## [TASK TO COMPLETE]
Beginning at the line that contains "Can you find the outstretched" and finishing at the line that contains "Can you find the reflection on wet", output the data below exactly. Include both end lines and no pictures.

= Beginning of Section =

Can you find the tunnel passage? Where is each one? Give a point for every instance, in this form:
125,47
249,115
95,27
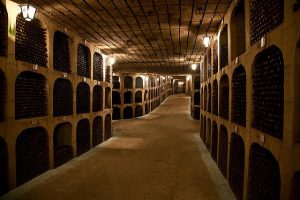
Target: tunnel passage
32,154
236,165
4,185
82,98
97,137
107,126
62,144
62,97
214,143
264,174
83,136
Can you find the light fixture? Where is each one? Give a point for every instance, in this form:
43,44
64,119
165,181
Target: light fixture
194,66
206,41
28,11
111,60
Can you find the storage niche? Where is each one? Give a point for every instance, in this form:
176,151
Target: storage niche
62,97
62,143
236,165
3,30
97,98
97,67
30,95
28,35
83,136
61,52
83,61
268,91
264,175
32,154
97,131
238,106
83,98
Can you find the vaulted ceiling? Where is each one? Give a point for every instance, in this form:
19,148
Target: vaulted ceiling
150,36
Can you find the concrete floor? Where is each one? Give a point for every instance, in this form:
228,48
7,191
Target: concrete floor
158,156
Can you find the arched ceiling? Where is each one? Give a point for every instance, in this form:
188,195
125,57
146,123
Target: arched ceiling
149,36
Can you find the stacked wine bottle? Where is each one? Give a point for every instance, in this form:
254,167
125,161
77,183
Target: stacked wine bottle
224,97
268,91
238,109
264,17
83,61
62,98
31,44
30,95
98,67
61,52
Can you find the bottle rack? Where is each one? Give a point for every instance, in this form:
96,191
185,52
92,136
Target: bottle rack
236,165
32,154
61,52
30,95
28,34
224,97
62,98
97,98
98,67
83,61
238,109
97,131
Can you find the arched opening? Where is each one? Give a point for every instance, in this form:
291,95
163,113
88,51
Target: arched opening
268,91
128,97
264,17
237,30
62,144
138,111
208,134
4,185
215,98
236,165
107,73
30,95
197,82
197,98
116,98
238,107
127,112
224,97
128,82
3,30
107,123
2,96
264,174
107,98
83,136
214,142
209,98
97,67
215,57
116,113
116,82
223,150
62,97
139,82
28,35
32,154
61,52
97,98
83,98
224,47
83,61
138,97
97,131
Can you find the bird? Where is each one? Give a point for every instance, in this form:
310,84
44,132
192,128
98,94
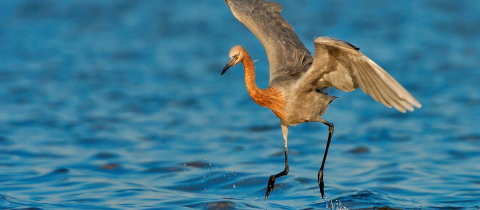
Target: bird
298,81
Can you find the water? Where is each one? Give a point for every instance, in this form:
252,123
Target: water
120,105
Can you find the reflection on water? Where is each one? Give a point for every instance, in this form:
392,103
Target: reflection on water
120,104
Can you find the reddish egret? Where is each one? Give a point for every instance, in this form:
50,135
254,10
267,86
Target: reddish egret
297,81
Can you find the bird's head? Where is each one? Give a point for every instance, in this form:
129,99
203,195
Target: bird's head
236,56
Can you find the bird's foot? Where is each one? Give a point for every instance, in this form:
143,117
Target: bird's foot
271,184
320,182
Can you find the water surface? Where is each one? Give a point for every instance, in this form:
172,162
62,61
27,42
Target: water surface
120,105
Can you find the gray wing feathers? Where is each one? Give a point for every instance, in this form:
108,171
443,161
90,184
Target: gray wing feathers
341,65
286,53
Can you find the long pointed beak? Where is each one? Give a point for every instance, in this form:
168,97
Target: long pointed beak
230,63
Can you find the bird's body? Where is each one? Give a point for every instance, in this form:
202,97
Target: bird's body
297,80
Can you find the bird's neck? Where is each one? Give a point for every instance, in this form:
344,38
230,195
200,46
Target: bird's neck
252,87
268,97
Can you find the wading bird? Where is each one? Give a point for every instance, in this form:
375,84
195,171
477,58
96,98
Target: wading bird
295,93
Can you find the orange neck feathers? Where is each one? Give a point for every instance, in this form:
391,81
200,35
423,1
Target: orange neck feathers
268,97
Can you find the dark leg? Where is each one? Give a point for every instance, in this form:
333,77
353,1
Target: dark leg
271,181
320,172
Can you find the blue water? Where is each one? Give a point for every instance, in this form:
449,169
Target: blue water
120,105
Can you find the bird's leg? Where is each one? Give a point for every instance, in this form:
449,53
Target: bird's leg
320,172
271,180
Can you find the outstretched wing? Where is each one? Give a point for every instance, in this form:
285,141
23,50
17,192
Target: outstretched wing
341,65
286,53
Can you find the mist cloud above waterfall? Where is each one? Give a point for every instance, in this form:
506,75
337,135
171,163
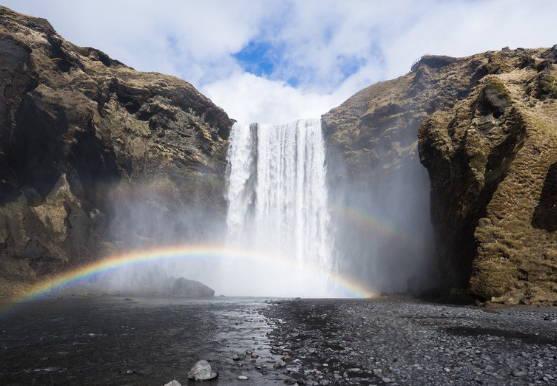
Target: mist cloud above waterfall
279,60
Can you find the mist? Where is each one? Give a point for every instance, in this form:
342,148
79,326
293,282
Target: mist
289,220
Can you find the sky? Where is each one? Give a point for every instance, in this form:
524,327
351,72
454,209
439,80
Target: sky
276,61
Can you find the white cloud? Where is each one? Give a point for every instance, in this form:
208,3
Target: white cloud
317,40
250,98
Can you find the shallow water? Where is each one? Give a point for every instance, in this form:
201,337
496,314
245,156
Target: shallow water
125,341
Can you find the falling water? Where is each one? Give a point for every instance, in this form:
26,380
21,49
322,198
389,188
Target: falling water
277,195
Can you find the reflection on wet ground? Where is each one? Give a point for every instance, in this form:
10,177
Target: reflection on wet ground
123,341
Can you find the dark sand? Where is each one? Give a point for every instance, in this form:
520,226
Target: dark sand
119,341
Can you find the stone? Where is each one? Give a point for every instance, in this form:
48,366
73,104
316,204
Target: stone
95,130
202,371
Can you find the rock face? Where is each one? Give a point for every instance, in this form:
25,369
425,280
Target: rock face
82,138
486,126
492,161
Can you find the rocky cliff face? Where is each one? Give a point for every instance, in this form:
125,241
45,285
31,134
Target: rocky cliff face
83,137
492,161
484,127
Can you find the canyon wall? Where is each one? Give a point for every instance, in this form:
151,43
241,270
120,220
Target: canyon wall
83,140
484,127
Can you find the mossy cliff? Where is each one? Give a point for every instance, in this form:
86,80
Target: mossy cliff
81,133
485,128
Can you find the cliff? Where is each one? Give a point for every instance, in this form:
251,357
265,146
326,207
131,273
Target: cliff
83,138
484,127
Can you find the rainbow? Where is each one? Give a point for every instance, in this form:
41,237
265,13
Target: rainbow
73,276
368,222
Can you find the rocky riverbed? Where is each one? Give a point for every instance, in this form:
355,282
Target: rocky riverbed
138,341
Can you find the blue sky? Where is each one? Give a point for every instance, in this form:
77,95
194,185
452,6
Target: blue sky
275,61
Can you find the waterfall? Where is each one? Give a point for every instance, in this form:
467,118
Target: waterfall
277,192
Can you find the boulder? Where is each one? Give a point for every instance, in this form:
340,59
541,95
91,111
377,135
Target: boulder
202,371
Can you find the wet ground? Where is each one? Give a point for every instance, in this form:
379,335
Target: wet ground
119,341
133,341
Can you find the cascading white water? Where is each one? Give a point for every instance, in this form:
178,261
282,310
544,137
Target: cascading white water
277,197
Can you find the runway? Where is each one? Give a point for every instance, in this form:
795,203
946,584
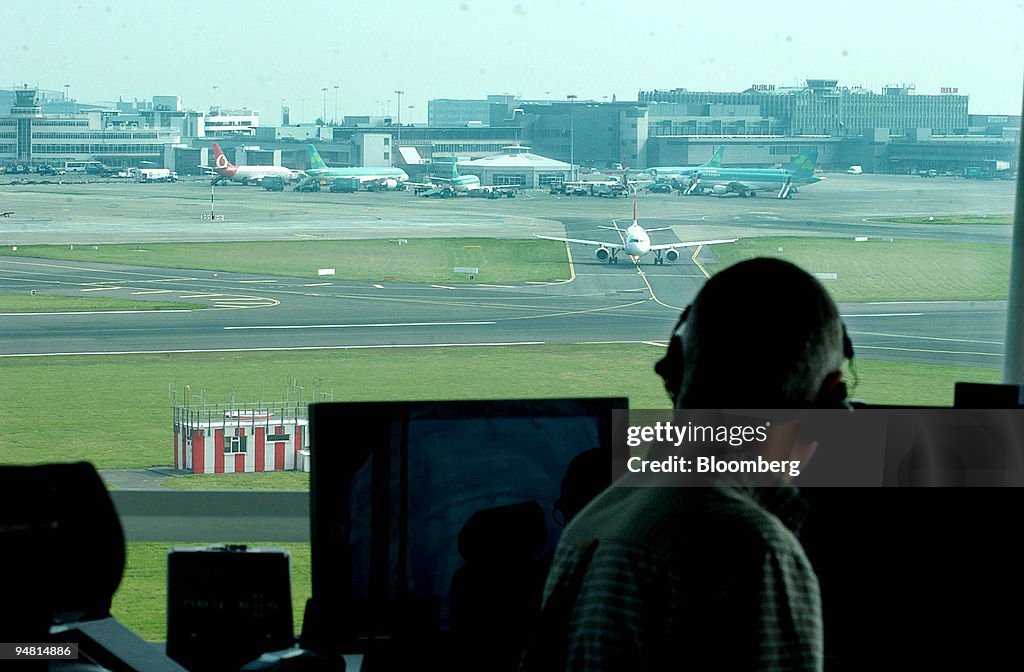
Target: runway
602,303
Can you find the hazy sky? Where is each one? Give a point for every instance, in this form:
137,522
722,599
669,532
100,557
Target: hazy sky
258,53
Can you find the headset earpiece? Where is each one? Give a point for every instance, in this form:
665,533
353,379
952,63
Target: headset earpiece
670,367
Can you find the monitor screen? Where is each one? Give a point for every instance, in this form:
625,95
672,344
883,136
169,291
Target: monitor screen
394,484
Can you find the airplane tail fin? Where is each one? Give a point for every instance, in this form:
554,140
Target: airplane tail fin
803,164
716,159
219,160
314,160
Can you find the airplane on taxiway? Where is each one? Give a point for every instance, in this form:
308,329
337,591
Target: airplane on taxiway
455,184
678,172
635,242
748,181
225,170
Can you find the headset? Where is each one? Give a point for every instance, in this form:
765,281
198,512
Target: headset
670,368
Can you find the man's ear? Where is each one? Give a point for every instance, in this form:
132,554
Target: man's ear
832,393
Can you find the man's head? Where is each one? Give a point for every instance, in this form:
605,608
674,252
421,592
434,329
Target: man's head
760,334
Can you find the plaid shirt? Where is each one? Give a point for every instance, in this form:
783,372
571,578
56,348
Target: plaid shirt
684,579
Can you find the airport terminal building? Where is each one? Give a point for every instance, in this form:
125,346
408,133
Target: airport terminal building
895,131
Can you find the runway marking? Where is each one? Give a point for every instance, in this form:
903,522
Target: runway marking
693,257
920,349
278,349
90,312
928,338
884,315
918,302
393,324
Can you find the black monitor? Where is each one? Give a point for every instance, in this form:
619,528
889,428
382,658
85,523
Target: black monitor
393,484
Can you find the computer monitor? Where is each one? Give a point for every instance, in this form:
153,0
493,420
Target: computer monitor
393,484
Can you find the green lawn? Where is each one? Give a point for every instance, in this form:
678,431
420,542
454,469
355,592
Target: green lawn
951,219
140,602
878,269
45,423
116,410
27,302
416,260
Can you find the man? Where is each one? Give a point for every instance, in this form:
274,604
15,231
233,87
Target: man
707,578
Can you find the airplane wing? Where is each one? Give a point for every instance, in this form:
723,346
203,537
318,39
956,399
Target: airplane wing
611,246
667,246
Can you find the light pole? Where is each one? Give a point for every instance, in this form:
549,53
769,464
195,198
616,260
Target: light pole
571,97
398,93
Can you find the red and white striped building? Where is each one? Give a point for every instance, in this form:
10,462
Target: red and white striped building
233,441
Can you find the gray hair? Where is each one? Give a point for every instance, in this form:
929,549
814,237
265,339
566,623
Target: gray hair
763,333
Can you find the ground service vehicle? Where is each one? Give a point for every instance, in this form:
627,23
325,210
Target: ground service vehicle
345,185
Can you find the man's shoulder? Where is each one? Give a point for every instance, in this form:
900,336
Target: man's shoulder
673,519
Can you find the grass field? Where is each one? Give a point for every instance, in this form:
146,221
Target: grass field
872,270
878,269
950,219
140,602
417,260
40,413
51,303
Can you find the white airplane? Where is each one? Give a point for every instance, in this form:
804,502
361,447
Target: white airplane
446,187
224,169
636,242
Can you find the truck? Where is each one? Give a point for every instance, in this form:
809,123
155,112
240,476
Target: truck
157,175
345,184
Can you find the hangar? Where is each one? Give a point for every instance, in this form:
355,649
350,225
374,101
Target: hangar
517,165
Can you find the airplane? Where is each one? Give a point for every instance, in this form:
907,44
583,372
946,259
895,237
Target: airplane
373,177
678,172
225,170
748,181
636,242
468,184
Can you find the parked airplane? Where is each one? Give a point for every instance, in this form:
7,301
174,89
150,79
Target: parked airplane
677,172
455,184
225,170
375,177
748,181
635,241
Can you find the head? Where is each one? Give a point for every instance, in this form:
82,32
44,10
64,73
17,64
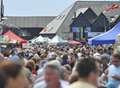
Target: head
3,79
52,72
87,69
116,59
15,75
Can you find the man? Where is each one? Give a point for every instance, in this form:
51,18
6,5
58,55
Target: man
114,71
87,69
52,78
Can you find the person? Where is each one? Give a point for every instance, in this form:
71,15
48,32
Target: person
15,75
87,69
114,71
3,79
52,78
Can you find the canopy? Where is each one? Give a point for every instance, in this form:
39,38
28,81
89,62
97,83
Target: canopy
38,39
107,37
13,37
58,39
73,42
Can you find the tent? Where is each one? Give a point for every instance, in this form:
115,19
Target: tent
107,37
57,39
38,39
73,42
13,37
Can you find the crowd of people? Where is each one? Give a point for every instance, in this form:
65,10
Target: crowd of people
64,66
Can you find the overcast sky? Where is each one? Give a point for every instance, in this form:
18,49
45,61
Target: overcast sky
35,7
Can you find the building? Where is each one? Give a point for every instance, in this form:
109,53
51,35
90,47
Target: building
27,27
105,10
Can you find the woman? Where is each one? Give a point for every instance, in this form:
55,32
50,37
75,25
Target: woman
15,75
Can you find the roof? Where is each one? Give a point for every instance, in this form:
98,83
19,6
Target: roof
108,37
54,25
13,36
29,21
62,25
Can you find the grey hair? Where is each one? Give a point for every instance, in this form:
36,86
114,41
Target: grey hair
56,68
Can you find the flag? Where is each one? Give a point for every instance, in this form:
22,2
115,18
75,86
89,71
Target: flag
112,7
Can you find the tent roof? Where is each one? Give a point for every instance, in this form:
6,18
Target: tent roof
107,37
13,36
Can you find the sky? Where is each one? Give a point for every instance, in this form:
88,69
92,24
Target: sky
35,7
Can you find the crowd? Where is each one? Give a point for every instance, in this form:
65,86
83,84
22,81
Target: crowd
52,66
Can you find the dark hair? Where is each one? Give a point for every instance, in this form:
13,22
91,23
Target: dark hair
2,79
85,66
116,55
11,69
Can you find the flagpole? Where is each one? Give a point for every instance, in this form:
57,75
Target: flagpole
2,11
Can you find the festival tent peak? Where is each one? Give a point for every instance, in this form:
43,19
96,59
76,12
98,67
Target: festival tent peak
73,42
13,37
40,39
57,39
107,37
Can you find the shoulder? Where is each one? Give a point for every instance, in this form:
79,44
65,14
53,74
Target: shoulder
40,85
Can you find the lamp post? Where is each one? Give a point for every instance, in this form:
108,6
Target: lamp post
1,16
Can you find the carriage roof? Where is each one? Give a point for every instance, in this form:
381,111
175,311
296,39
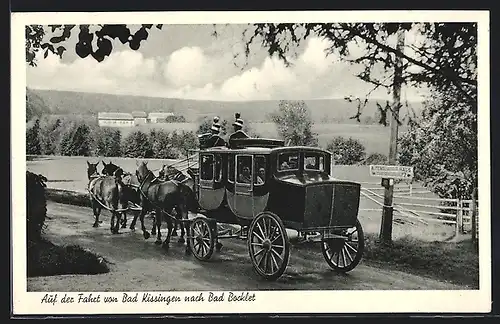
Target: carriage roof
262,146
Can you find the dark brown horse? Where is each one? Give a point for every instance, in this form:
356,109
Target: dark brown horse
106,192
163,197
131,189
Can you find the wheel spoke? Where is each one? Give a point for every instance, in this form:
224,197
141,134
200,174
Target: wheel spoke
263,231
263,235
331,259
277,254
259,252
348,254
267,261
274,240
258,237
343,258
262,258
350,247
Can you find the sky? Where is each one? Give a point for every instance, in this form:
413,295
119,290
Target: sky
188,62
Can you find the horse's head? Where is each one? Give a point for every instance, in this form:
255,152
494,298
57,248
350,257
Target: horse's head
92,169
142,171
112,169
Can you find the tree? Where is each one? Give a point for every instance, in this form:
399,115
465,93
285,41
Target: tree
104,34
137,145
346,151
33,145
445,59
294,123
50,136
108,142
442,147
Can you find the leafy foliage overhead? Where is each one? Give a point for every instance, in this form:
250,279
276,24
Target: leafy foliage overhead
103,37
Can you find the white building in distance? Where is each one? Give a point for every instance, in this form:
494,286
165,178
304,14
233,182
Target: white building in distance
114,119
140,117
159,117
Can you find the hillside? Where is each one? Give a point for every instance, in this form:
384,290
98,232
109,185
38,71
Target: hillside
323,110
35,105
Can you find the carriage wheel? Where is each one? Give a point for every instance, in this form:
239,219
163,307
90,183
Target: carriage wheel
344,255
201,239
268,245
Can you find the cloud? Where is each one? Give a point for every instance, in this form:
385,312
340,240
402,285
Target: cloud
194,73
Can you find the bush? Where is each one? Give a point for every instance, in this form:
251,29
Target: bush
36,206
346,151
48,259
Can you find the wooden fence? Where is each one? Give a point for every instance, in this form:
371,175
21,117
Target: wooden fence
409,202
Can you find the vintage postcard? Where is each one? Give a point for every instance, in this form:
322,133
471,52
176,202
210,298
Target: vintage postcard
250,162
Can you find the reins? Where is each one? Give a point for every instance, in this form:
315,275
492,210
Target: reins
97,176
143,182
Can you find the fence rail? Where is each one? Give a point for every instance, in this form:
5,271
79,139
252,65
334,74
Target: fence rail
426,209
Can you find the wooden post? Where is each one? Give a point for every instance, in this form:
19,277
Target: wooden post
474,215
388,209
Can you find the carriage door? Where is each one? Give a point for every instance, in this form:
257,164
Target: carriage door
243,186
207,167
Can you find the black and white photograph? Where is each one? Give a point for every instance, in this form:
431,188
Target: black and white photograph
250,162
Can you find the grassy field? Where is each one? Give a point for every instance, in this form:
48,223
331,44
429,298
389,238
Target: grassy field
375,138
417,247
69,173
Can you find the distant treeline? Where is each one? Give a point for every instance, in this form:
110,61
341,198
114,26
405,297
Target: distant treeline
80,136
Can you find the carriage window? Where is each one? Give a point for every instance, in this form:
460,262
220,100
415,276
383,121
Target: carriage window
218,168
314,162
244,169
259,170
230,168
207,167
288,161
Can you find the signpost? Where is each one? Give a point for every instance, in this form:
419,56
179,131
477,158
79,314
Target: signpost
391,171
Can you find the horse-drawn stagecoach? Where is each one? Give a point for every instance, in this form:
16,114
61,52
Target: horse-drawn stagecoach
265,188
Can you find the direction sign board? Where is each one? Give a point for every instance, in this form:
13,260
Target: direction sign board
391,171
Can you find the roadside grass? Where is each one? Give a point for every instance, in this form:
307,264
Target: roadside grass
454,262
47,259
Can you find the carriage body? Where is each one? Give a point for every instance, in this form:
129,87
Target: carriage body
304,195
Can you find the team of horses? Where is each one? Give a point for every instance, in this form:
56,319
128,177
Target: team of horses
169,196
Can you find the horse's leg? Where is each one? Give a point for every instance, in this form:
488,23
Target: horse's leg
112,223
153,229
158,220
124,220
134,220
170,227
180,215
145,232
97,212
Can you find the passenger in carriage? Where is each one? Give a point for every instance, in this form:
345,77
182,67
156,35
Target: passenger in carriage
245,176
238,128
213,138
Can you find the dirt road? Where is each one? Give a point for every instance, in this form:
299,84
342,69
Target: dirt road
140,265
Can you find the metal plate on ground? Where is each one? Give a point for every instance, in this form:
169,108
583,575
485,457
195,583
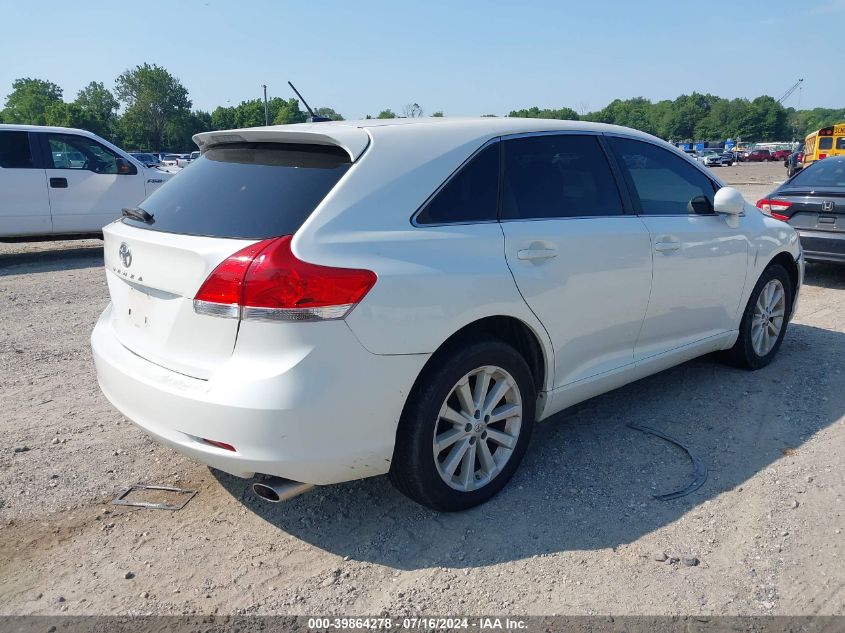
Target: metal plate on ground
180,496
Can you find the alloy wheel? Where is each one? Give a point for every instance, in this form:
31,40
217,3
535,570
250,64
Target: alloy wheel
477,428
767,320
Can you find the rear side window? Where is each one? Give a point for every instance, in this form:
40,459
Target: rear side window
246,190
471,195
664,184
557,176
15,152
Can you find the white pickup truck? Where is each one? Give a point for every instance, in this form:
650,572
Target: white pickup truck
63,181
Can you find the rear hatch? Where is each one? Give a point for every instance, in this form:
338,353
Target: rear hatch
814,199
234,195
816,210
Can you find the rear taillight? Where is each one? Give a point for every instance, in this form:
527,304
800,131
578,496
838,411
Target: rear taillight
774,208
265,281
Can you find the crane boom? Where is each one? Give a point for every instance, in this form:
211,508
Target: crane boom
790,91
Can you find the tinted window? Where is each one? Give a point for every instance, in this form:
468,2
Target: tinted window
246,190
14,150
829,172
471,195
557,176
664,183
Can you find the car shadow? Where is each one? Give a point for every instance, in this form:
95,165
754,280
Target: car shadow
42,261
587,480
825,275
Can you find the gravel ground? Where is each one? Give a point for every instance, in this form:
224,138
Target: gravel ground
576,532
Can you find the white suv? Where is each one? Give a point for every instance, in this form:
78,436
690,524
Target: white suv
61,181
324,302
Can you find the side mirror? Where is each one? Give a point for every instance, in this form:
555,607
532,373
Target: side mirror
729,201
125,167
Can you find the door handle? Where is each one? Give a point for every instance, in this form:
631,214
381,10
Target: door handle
667,246
536,253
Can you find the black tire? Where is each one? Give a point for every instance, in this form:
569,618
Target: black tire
413,469
742,354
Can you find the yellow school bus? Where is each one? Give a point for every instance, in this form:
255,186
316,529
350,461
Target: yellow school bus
828,141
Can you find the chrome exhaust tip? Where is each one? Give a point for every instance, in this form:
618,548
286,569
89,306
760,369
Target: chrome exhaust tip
278,489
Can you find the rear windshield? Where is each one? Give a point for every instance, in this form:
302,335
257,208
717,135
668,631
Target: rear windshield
246,190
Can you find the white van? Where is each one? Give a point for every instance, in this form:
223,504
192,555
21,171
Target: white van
63,181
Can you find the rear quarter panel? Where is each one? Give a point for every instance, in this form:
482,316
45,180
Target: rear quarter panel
433,280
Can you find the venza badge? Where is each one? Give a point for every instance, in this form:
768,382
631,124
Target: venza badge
125,255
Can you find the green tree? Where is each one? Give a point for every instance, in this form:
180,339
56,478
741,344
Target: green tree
546,113
329,113
285,111
99,108
63,114
155,101
412,111
29,100
223,118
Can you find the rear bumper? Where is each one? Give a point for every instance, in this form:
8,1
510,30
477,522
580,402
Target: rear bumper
823,246
306,402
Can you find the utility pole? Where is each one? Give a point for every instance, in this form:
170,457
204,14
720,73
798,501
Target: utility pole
266,114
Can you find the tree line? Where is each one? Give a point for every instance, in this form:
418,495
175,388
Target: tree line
150,109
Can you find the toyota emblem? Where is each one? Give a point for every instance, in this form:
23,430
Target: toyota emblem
125,255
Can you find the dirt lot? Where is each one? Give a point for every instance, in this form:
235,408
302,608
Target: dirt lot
576,532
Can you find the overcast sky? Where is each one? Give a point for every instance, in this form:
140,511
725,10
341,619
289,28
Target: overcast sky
465,57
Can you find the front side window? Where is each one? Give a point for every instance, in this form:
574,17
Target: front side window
557,176
68,151
15,152
471,195
663,183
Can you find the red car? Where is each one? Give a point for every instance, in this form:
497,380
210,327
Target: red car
759,156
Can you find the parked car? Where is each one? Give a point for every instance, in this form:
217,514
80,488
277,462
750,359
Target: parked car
759,155
330,301
714,158
63,181
813,202
173,160
794,163
149,160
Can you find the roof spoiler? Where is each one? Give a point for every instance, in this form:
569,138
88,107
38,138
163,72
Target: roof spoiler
352,140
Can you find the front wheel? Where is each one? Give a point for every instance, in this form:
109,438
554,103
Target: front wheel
764,321
466,426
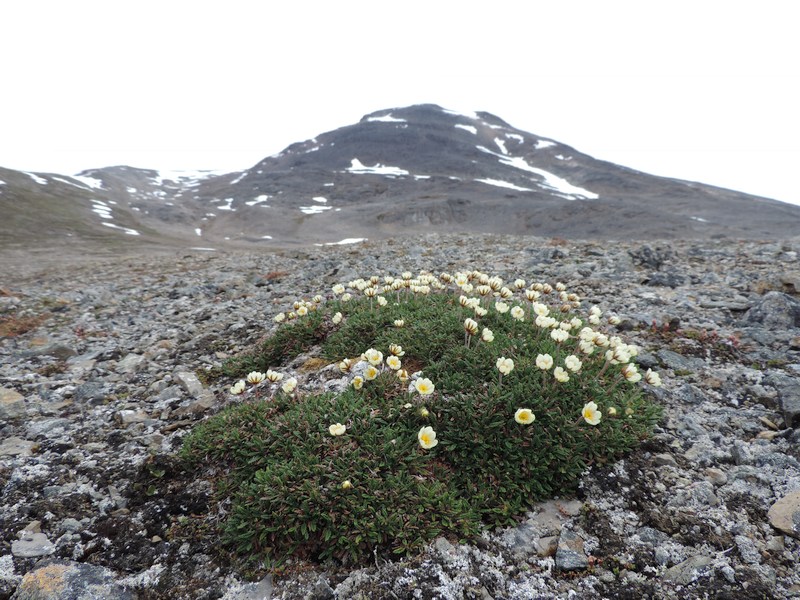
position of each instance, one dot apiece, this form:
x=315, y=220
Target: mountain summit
x=414, y=169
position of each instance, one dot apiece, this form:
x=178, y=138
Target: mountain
x=414, y=169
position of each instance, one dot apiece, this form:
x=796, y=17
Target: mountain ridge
x=396, y=171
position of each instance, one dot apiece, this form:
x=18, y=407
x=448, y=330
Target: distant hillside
x=415, y=169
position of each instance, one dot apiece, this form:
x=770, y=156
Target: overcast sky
x=701, y=90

= End of Section =

## [ANSWER BOX]
Can you find the outstretched wing? Where is each one? Give a point for every instance, in this form:
285,141
23,50
17,192
Target: outstretched wing
341,65
286,53
Can you find the mist cloud above waterfall? Where is each one? Give a point for every instance, in this form:
506,75
337,135
171,163
Target: mist cloud above waterfall
279,60
Can you find the mist? Where is each one? Give a point for every instance, in this form:
342,148
79,326
293,282
Target: mist
289,220
Can you find the sky? Where is each one? Give a point for every instance, in this form:
524,327
351,72
454,209
439,80
Target: sky
276,61
Can you find the white cloud? Where is each one? Give a point for every instance, in this form:
208,3
Target: white cloud
317,40
250,98
Can you find the shallow water? Where is each one? Give a point for every instance, in this form:
201,337
496,314
245,156
Target: shallow water
125,341
Can you find the falling water? Where is each one? Give a point for every instance, in this form:
26,380
21,49
322,198
389,188
Target: falling water
277,195
Can you find the reflection on wet ground? Where is each one? Give a point for every instance, in this form:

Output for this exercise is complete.